[WORK REQUEST]
Copy out, from the entries below, each line holding the string "profile".

↓↓↓

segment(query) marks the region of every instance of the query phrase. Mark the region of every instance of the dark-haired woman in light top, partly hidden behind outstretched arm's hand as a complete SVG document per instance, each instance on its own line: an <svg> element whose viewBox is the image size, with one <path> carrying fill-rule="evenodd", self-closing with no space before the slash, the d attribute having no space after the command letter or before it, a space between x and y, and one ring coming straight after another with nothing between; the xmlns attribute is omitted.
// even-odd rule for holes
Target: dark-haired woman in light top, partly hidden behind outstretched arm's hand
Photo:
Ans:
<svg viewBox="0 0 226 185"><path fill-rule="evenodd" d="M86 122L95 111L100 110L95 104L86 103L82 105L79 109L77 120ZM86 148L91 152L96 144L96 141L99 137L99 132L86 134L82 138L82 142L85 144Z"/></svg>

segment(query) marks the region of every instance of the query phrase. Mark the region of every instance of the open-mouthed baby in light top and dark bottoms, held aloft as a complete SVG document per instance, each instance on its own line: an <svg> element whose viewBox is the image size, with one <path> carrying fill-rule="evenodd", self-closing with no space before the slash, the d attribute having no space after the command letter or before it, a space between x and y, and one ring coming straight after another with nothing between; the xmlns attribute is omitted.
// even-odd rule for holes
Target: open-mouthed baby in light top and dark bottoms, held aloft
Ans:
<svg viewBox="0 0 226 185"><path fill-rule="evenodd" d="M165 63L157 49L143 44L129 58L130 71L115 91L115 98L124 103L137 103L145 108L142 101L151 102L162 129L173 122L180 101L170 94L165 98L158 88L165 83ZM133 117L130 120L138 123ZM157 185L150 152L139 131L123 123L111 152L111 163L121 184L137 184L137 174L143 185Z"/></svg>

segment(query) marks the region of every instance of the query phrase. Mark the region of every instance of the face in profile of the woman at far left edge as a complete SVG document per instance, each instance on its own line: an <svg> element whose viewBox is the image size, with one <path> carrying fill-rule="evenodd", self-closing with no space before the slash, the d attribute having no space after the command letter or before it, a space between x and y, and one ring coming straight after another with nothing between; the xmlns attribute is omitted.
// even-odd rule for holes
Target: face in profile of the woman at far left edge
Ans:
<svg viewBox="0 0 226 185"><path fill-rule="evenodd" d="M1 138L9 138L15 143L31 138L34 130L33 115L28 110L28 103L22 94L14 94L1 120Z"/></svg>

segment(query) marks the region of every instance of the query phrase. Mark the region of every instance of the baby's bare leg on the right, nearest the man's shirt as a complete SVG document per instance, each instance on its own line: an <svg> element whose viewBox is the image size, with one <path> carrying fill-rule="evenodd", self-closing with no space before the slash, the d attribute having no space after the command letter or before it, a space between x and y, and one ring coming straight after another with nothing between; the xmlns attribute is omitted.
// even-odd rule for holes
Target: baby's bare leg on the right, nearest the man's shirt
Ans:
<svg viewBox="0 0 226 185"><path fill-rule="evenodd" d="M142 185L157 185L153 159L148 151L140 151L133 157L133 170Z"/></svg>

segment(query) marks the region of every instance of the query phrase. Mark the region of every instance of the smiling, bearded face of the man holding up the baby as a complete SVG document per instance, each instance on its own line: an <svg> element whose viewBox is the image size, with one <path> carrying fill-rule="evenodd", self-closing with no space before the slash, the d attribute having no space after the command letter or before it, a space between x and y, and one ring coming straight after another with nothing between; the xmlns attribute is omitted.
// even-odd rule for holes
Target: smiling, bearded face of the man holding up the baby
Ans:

↑↑↑
↓↓↓

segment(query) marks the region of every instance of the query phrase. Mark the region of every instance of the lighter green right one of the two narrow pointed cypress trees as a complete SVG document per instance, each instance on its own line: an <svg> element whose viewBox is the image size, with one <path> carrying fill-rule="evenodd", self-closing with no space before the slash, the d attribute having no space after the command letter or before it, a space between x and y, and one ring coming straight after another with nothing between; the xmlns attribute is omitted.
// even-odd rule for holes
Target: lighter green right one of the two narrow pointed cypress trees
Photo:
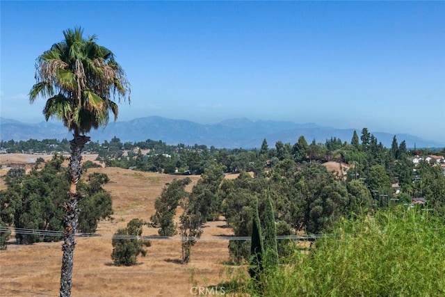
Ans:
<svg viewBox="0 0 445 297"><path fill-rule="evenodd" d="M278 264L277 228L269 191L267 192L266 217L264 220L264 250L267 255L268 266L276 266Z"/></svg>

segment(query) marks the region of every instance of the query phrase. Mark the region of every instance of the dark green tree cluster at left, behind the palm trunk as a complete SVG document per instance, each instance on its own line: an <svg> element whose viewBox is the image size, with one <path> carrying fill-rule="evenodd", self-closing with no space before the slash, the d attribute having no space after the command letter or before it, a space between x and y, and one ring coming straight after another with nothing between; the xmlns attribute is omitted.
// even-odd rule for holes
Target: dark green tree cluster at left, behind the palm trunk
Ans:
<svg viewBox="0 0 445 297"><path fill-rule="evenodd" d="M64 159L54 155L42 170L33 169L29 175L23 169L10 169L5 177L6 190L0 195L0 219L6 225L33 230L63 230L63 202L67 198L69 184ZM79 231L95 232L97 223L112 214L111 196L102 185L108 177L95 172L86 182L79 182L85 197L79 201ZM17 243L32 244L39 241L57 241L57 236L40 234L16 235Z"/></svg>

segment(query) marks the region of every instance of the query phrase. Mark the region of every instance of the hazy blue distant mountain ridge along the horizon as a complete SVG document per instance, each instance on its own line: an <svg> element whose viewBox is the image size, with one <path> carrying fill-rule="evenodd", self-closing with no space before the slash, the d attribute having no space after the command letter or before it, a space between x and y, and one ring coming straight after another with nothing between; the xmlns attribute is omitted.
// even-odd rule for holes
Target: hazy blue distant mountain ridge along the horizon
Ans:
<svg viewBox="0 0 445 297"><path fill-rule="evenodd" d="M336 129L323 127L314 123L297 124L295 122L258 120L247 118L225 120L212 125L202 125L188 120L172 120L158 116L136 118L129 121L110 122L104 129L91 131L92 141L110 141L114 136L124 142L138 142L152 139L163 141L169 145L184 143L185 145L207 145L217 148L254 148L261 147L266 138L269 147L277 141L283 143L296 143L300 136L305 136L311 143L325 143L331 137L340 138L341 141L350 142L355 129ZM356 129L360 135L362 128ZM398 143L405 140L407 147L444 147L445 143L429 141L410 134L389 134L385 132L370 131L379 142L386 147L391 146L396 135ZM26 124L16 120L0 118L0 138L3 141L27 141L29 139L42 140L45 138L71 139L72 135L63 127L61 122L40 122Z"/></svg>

↑↑↑
↓↓↓

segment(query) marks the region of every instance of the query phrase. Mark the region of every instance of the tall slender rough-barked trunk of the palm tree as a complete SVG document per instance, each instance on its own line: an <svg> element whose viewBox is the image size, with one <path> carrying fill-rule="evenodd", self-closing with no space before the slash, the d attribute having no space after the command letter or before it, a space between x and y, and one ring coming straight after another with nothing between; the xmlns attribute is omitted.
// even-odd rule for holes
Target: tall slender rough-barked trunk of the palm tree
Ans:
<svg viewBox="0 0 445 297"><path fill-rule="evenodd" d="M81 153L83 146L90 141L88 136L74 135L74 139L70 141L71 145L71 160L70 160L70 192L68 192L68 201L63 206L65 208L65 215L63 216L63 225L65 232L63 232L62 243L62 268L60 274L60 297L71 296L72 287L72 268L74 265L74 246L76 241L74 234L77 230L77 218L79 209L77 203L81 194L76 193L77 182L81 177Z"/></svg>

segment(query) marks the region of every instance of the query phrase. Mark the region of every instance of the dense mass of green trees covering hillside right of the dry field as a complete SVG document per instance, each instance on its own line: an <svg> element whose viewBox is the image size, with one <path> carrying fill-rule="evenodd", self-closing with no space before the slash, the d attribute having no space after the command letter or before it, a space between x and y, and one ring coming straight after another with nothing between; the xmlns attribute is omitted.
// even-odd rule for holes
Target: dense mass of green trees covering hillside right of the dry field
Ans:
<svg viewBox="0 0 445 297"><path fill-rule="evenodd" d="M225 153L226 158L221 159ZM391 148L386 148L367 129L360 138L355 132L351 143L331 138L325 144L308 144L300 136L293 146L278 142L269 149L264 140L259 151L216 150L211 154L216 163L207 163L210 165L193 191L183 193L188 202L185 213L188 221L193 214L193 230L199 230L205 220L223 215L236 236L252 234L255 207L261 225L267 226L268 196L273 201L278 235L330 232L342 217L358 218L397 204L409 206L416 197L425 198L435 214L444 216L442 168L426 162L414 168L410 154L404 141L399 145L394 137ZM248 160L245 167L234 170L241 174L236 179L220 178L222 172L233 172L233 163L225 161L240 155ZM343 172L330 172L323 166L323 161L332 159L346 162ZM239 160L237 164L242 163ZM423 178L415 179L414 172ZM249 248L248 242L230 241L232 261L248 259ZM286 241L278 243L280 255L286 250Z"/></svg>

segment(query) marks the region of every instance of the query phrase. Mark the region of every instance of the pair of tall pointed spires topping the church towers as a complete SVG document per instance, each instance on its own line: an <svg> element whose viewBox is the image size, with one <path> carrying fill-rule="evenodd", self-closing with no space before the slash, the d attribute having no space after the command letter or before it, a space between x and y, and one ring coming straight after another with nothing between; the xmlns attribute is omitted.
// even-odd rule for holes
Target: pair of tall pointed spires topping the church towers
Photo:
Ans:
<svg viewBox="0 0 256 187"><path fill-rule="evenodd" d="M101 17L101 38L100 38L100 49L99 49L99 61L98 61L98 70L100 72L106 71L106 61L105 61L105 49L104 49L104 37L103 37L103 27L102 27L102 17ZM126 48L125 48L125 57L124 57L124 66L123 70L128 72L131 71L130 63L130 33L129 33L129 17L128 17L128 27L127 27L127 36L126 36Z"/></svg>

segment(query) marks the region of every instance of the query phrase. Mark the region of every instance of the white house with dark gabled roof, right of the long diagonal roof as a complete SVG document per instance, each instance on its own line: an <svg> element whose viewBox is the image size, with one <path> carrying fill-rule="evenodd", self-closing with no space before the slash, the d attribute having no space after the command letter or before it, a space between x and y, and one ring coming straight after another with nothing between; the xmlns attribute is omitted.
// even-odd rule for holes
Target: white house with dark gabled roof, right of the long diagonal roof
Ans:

↑↑↑

[SOLVED EXERCISE]
segment(query) marks the region of every instance of the query phrase. Mark the region of every instance of the face in profile of the woman at far left edge as a complete SVG document per instance, each instance on its own line: an <svg> element whose viewBox is the image size, with one <path> carrying fill-rule="evenodd", self-closing with no space before the slash, the d attribute having no space after the command letter or before it, a space between x and y, and one ring coming straight after another with nothing between; the xmlns attribute is omitted.
Target: face in profile of the woman at far left edge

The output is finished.